▶ _Required actions_:
1. In the passage about Lindholm's career, at what venue was the Nickelodeon Kids Choice Awards he hosted held?
2. Using the passage about Lindholm's career, explain why Lindholm believes he was chosen to host Glasklart.
3. Carry on the passage about Lindholm's career from the point where it stops.

On 30 October 2007, Lindholm hosted the Nickelodeon Kids Choice Awards, which was arranged at Cirkus in Stockholm. At the end of 2007, Lindholm appeared on Babben Larsson's talk show Babben & Co that aired on the national television broadcaster Sveriges Television (SVT). Prior to his appearance on that show, Lindholm had only made a few appearances on television the previous months. He therefore believes his appearance on Babben & Co was the reason he was selected to host the game-show Glasklart, a newly created television project by SVT that began airing in March 2008. Glasklart was the first game-show Lindholm had hosted in his career. The program, which features charades, was described by Lindholm as an "hour of warm and exciting entertainment" mixed with knowledge and craziness.

Since 2006, Lindholm was the editor in chief of the popular Swedish children's magazine Kamratposten. The previous editor in chief was Eva Birmann. It was announced on 30 May 2006 that Lindholm would take over the magazine on 1 October that year. He considered Kamratposten to be a "classic institution" and it was not hard for him to accept the offer. Prior to joining the magazine, Lindholm had experienced working with children on the reality show Wild Kids and the children's nature show Myror i brallan, both of which aired on SVT.

▶ _Material supplied_:
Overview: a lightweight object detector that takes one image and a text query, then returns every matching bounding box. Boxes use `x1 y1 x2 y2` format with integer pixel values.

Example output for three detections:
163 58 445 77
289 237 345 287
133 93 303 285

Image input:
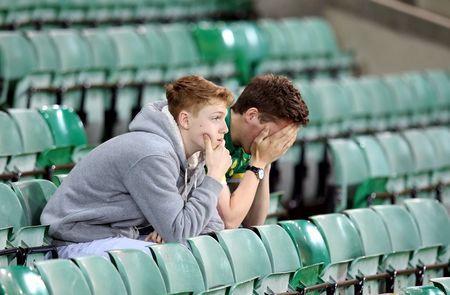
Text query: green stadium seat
108 249 167 295
341 78 372 132
0 32 36 105
150 243 205 294
359 76 398 131
382 75 420 128
187 235 236 294
402 129 439 197
254 224 319 291
192 22 237 79
216 228 274 294
0 266 50 295
376 132 415 198
402 286 445 295
372 205 438 286
328 139 369 211
405 198 450 263
39 106 92 166
48 29 92 111
311 80 351 136
0 183 47 252
11 179 56 225
81 29 117 144
424 127 450 212
0 111 22 174
227 22 269 84
74 256 127 295
35 259 92 295
278 220 330 287
431 277 450 294
52 174 68 187
161 23 209 81
425 70 450 123
255 19 290 75
107 27 149 135
344 208 410 293
402 72 438 126
353 135 390 208
12 31 60 108
311 213 380 294
305 17 354 76
279 18 316 77
7 109 54 172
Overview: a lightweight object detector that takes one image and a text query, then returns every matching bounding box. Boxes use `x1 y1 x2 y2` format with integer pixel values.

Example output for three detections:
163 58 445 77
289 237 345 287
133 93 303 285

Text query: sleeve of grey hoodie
125 156 222 242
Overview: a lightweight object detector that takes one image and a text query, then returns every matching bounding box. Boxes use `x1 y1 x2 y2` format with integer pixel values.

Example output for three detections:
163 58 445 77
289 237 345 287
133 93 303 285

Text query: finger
203 134 213 153
253 127 269 143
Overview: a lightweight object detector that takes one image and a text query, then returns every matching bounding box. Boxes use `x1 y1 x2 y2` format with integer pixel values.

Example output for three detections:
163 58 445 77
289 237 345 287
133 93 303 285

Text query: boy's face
189 101 228 150
241 118 292 154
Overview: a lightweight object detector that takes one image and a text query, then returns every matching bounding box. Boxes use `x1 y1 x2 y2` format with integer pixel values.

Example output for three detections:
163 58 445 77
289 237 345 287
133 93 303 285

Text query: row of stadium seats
0 0 251 28
328 127 450 211
0 199 450 294
0 179 57 266
0 18 352 142
296 70 450 141
0 106 91 180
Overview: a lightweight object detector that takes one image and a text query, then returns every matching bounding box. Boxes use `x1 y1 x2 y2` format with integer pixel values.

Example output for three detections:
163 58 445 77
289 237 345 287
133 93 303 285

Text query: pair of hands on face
250 124 298 168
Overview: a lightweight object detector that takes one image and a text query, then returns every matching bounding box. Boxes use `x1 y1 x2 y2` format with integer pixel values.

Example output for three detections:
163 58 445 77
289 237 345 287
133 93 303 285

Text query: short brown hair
165 76 233 120
231 74 309 125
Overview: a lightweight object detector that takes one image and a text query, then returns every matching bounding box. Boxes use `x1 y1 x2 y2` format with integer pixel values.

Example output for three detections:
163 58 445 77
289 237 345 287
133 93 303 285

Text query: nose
220 121 228 134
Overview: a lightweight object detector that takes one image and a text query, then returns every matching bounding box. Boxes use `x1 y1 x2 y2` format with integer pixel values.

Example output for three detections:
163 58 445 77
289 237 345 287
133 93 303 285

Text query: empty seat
108 249 167 295
35 259 92 295
254 224 318 292
353 135 390 208
405 199 450 263
216 228 277 294
372 205 439 285
187 235 236 294
0 266 50 295
74 256 127 295
0 111 22 174
329 139 368 211
0 32 36 105
344 208 416 293
8 109 54 172
11 179 56 225
311 213 380 294
150 243 205 294
39 106 91 165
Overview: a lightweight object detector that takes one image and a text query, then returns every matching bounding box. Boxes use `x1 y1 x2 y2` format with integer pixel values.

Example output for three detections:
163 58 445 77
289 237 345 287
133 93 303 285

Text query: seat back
372 205 421 251
254 224 301 273
311 213 363 263
0 266 50 295
344 208 392 255
279 220 330 266
11 179 56 225
216 228 272 282
150 243 205 294
34 259 92 295
405 199 450 247
188 235 234 290
108 249 167 295
74 256 127 295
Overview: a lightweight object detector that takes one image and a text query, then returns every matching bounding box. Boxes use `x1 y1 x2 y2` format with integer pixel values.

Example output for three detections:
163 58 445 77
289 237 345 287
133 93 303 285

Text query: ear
178 111 190 130
243 108 261 124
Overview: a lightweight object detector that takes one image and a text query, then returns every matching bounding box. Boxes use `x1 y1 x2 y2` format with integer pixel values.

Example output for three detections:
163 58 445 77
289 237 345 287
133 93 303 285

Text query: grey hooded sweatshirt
41 102 224 245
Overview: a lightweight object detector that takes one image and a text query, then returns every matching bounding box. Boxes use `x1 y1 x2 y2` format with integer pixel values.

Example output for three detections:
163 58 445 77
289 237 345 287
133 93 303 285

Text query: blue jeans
58 237 154 259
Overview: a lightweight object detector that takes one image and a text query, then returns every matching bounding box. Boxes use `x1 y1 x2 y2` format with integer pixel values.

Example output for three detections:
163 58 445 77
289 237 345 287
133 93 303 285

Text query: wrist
249 159 267 169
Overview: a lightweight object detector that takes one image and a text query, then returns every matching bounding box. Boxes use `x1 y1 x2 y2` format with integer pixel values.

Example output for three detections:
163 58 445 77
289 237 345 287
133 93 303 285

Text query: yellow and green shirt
225 109 251 182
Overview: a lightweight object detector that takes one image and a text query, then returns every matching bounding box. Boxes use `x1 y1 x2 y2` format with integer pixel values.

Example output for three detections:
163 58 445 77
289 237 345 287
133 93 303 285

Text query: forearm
242 165 270 227
218 171 260 228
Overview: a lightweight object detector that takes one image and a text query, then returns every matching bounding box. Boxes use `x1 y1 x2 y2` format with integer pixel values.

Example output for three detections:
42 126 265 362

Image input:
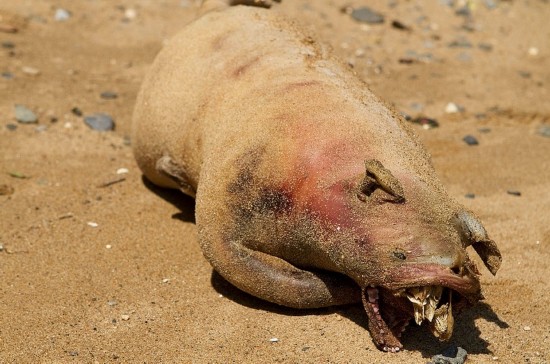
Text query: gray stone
15 105 38 124
84 113 115 131
351 6 384 24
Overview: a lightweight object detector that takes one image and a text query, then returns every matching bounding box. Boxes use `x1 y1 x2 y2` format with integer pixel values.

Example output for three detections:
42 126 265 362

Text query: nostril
451 267 462 275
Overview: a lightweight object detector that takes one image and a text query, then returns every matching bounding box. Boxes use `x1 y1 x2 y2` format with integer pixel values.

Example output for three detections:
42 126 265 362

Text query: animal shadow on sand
142 177 509 358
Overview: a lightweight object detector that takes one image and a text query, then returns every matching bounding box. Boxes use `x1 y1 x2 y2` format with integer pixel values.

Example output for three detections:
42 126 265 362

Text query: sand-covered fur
133 1 500 351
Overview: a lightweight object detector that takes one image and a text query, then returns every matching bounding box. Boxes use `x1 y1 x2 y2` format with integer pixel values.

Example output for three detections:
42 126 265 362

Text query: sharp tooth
407 286 433 325
431 291 454 341
425 286 443 322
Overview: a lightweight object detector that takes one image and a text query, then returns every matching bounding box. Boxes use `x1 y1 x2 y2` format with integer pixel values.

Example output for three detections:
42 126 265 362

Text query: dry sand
0 0 550 363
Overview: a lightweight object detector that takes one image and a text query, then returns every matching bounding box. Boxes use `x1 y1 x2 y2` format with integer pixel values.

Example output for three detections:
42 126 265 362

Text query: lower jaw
362 286 466 352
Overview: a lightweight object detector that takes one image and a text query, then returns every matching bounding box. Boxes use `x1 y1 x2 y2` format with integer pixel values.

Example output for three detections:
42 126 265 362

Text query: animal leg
199 231 361 308
155 156 196 198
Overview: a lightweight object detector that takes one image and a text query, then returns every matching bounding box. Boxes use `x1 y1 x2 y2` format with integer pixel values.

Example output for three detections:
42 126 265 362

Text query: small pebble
351 6 384 24
537 124 550 138
462 135 479 145
21 66 40 76
34 125 48 133
483 0 498 10
2 41 15 49
445 102 464 114
455 5 472 17
99 91 118 100
456 52 472 62
411 102 424 111
15 105 38 124
54 8 71 21
391 20 411 30
84 113 115 131
411 116 439 129
124 8 137 20
71 106 82 116
0 185 14 196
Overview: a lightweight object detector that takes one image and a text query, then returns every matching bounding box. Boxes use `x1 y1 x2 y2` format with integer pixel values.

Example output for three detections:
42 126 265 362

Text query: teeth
407 286 443 325
407 286 437 325
424 286 443 322
405 286 454 341
431 292 454 341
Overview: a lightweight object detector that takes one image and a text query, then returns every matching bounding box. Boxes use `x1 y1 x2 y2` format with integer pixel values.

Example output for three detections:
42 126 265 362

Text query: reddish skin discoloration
133 1 500 351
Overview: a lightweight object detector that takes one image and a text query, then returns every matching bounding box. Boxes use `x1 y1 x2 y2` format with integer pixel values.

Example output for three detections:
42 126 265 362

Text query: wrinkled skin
133 1 501 352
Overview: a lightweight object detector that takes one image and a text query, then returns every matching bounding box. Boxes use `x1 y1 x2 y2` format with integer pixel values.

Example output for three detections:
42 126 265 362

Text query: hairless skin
133 0 501 352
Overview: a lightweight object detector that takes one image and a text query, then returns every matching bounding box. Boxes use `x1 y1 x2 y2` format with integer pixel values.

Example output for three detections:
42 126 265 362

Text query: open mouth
362 285 467 352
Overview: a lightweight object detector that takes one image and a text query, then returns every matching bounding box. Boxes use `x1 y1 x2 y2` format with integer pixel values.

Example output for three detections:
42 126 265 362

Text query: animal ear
457 211 502 275
359 159 405 203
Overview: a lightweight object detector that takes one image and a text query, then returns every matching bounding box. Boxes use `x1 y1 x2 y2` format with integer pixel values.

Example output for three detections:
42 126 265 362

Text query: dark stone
391 20 411 31
537 124 550 138
462 135 479 145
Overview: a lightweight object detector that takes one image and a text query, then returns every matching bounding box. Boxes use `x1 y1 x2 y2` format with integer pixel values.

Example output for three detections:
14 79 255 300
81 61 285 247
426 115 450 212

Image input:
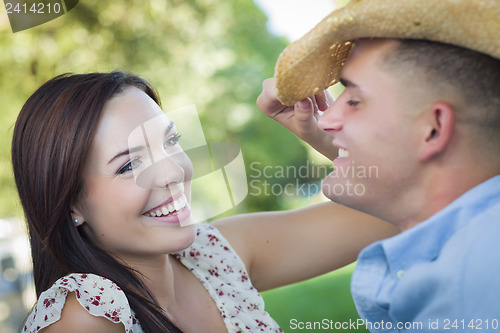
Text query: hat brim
274 0 500 105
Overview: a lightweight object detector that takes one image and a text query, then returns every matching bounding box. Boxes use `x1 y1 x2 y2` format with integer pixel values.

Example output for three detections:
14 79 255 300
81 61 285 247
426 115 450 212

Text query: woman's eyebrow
108 146 144 164
108 121 174 164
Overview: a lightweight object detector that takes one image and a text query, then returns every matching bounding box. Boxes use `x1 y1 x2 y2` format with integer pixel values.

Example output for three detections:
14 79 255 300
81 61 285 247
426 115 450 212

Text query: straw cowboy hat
275 0 500 105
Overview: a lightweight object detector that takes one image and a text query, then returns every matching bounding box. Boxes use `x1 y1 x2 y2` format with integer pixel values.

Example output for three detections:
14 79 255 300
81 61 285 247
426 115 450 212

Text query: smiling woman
12 72 394 333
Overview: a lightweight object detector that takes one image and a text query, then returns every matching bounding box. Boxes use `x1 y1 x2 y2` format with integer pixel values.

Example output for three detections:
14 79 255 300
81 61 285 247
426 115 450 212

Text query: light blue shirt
351 176 500 333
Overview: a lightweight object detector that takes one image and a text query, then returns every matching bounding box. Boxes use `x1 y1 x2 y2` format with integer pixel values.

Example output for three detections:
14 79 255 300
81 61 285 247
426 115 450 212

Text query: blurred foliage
0 0 324 217
262 264 368 333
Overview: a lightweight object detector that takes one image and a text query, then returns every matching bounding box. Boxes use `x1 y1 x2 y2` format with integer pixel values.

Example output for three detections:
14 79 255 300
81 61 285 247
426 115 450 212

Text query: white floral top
23 224 282 333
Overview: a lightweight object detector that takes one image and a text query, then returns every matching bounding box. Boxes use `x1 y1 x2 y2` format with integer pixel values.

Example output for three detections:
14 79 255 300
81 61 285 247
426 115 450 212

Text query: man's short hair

▶ _Responses_:
1. Cirkus in Stockholm.

2. Before his appearance on Babben & Co at the end of 2007, Lindholm had been on television only a few times in the previous months. He therefore believes that appearance on the SVT talk show led to his selection as host of Glasklart.

3.
He commented that he easily connects with children because he treats them like adults and respects their opinions.

==Personal life==
Lindholm was raised in Karlshamn, Blekinge County. He currently lives in Lidingö outside of Stockholm with his wife Lotta Bäcker and their son Loa Lindholm.

Lindholm quit his job as editor in chief for Kamratposten in May 2011 after being charged for the use of cocaine. Lindholm hosted the SVT program Tittarnas Wild Kids (Viewers' Wild Kids), a Wild Kids spin-off program which was mid-season at the time. Because of his prosecution, SVT pulled the remaining two episodes of the season from their schedule. Lindholm has denied the allegations. A random police test after a football game at Råsunda showed trace amounts of benzoylecgonine in his urine. The trial began on 5 September the same year. He was found guilty on 12 September and sentenced against his denials to pay a fine.